### Texte extrait

Alors, avoir un deuxième enfant? Pour moi, c'est impensable. Non seulement je mettrais ma santé physique (et celle du bébé) en danger, non seulement nos finances exigeraient que je reprenne ensuite un emploi de bureau, mais, en plus, je ne m'en sens tout simplement pas la capacité.

Un moment donné, faut savoir reconnaître nos limites. Je trouve qu'avoir un enfant, c'est déjà une bonne façon de concilier famille et écriture. Y'a pas beaucoup d'écrivaines qui ont essayé cette voix mitoyenne. On verra bien ce que ça donne.

Cela dit (avant que vous m'écriviez tous en cœur "tu vas changer d'idée"), je ne ferme pas complètement la porte à un autre bébé (traduction : aucune contraception chirurgicale n'a été utilisée). Pour le moment, je ne ressens plus l'appel de la maternité. Peut-être que ça reviendra (et qu'il me "poussera" alors de la patience supplémentaire). Peut-être pas.

L'appel de la plume, lui, retentit plus fort que jamais.

11 commentaires:

Prospéryne a dit…

Dans le film Mange, Prie, Aime, une des amies de Liz Gilbert lui disait qu'avoir un enfant, c'est comme se faire faire un tatouage sur le visage, qu'il fallait être vraiment prête. C'est un peu comme ça. Si tu as une belle petite fille en santé et que tu es heureuse comme ça, ne t'en mets pas plus sur les épaules. Puce sera d'autant plus heureuse d'avoir une mère heureuse elle-même qu'une mère toujours à bout de nerf et fatiguée. :)

### Entrées extraites
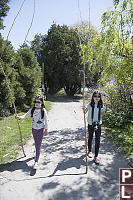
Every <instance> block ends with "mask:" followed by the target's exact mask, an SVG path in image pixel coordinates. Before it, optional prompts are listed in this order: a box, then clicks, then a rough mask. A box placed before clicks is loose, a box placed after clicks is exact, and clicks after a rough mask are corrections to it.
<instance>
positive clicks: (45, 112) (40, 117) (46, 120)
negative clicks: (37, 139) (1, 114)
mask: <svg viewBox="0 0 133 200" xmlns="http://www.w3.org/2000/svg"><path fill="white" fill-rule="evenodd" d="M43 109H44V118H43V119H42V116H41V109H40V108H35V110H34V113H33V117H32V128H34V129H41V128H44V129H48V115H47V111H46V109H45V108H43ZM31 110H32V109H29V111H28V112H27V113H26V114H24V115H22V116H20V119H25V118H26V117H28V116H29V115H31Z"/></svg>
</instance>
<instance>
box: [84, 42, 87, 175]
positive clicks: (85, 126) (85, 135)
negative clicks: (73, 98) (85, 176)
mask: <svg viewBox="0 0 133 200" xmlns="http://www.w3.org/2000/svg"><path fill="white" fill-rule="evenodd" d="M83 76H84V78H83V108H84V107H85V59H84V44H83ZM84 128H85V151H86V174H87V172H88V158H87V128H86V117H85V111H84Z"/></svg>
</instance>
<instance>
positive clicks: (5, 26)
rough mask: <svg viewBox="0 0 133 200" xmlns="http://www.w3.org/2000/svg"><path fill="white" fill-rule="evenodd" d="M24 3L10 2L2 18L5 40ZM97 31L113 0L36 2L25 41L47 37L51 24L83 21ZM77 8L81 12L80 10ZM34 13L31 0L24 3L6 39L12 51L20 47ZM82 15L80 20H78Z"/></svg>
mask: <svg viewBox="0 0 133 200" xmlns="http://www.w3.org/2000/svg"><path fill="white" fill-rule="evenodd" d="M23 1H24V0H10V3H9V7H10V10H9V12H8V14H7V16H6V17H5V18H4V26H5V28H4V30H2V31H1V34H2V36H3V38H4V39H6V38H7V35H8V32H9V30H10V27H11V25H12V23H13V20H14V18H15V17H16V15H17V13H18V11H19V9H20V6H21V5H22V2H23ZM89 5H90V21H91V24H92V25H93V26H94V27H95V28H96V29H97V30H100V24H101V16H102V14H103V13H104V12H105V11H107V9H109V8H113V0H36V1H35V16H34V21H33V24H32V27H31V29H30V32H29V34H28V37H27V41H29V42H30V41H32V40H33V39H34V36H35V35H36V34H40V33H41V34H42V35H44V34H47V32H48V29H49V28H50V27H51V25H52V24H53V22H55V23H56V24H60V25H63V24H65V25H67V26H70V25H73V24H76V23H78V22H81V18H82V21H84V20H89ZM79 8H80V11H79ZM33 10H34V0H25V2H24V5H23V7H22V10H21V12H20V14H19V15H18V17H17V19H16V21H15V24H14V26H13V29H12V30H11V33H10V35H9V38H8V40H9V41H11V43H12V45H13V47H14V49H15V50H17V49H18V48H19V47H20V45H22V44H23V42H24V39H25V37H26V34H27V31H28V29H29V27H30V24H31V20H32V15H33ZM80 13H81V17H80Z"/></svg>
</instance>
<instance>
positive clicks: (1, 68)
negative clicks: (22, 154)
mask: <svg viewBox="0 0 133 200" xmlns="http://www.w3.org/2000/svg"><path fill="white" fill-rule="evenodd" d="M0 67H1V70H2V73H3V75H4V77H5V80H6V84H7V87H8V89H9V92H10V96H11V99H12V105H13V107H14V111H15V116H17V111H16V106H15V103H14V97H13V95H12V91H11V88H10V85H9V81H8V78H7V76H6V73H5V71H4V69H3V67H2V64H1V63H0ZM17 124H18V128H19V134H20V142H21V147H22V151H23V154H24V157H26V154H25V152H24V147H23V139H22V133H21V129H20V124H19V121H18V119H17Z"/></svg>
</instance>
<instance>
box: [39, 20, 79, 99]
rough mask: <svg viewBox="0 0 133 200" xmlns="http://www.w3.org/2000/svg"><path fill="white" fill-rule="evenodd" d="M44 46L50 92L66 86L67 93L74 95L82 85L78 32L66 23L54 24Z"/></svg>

### Exercices
(a) Recopiez le texte extrait en commençant à « Alors, avoir un » et en terminant à « supplémentaire). Peut-être pas. ».
(b) Dans le texte extrait, relevez toutes les raisons invoquées au début pour écarter l'idée d'un deuxième enfant.
(c) Répondez à ces questions à partir du texte extrait :
(i) Quel type de contraception n'a pas été utilisé ?
(ii) Combien de commentaires le texte annonce-t-il ?
(iii) Dans le film cité par Prospéryne, à quoi avoir un enfant est-il comparé ?

### Corrigé
(a)
Alors, avoir un deuxième enfant? Pour moi, c'est impensable. Non seulement je mettrais ma santé physique (et celle du bébé) en danger, non seulement nos finances exigeraient que je reprenne ensuite un emploi de bureau, mais, en plus, je ne m'en sens tout simplement pas la capacité.

Un moment donné, faut savoir reconnaître nos limites. Je trouve qu'avoir un enfant, c'est déjà une bonne façon de concilier famille et écriture. Y'a pas beaucoup d'écrivaines qui ont essayé cette voix mitoyenne. On verra bien ce que ça donne.

Cela dit (avant que vous m'écriviez tous en cœur "tu vas changer d'idée"), je ne ferme pas complètement la porte à un autre bébé (traduction : aucune contraception chirurgicale n'a été utilisée). Pour le moment, je ne ressens plus l'appel de la maternité. Peut-être que ça reviendra (et qu'il me "poussera" alors de la patience supplémentaire). Peut-être pas.

(b)
- La santé physique (et celle du bébé) serait mise en danger.
- Les finances exigeraient de reprendre ensuite un emploi de bureau.
- Le sentiment de ne tout simplement pas en avoir la capacité.

(c)
(i) Aucune contraception chirurgicale n'a été utilisée.
(ii) Il annonce 11 commentaires.
(iii) Avoir un enfant y est comparé au fait de se faire faire un tatouage sur le visage.